── ENTRIES SHOWN ──
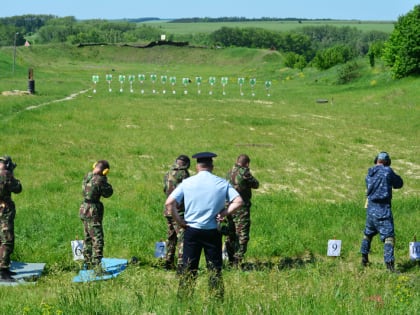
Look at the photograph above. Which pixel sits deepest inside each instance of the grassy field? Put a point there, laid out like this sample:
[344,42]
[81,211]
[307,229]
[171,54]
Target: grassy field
[310,157]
───
WORK TO DO: Please render the records above as a numbered list, leaving out the pictures and any blank lines.

RIGHT ANSWER:
1. Look at the photograph above. Which pixel sits deepest inside each instance of the grassy field? Put a point there, laid out like this sample:
2. [344,42]
3. [81,211]
4. [307,229]
5. [171,54]
6. Target: grassy field
7. [310,157]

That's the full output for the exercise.